Pick out every line below that contains the word "rear" and copy each of those lines in full.

→ STORED ROWS
★ ★ ★ ★

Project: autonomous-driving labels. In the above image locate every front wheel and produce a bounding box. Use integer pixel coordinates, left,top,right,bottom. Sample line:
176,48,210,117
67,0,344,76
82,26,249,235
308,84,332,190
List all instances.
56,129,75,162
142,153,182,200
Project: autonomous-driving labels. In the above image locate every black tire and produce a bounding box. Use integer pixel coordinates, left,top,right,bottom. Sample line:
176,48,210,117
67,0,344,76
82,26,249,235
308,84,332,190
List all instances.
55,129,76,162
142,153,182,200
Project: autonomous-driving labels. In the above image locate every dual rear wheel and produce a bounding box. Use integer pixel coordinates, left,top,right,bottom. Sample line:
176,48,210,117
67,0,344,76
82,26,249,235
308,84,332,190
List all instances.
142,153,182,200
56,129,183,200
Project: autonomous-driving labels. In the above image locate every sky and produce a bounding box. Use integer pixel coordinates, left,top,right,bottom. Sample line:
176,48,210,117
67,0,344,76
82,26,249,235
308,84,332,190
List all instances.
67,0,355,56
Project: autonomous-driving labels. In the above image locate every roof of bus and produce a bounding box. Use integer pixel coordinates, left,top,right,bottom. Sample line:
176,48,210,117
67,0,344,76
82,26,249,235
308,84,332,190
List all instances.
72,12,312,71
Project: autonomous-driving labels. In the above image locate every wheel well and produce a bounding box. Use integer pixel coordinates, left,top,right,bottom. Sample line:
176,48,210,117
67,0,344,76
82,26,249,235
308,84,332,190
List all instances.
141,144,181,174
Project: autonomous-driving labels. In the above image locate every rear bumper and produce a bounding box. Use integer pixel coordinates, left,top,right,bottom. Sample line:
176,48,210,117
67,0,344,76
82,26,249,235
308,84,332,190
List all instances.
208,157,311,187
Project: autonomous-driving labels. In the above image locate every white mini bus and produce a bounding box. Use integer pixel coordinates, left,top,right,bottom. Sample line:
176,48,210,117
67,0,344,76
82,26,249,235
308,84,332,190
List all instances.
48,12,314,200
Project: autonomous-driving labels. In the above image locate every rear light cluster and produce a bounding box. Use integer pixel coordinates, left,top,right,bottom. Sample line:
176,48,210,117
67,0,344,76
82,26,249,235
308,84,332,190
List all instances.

★ ★ ★ ★

→ EXERCISE ANSWER
Project: autonomous-driving labels. In the above image locate every dual rear wheel and produce a bounding box. Use integer pixel coordinates, left,top,right,bottom. Sample line:
Project: autonomous-driving labels. In the above image locate every rear bumper and produce a bounding box. Use integer pixel coordinates, left,top,right,bottom. Sample line:
Project: autonomous-driving labels. In the above image locate every rear light cluster and produce a bounding box. Use integer pixel coordinates, left,top,right,bottom. Sample line:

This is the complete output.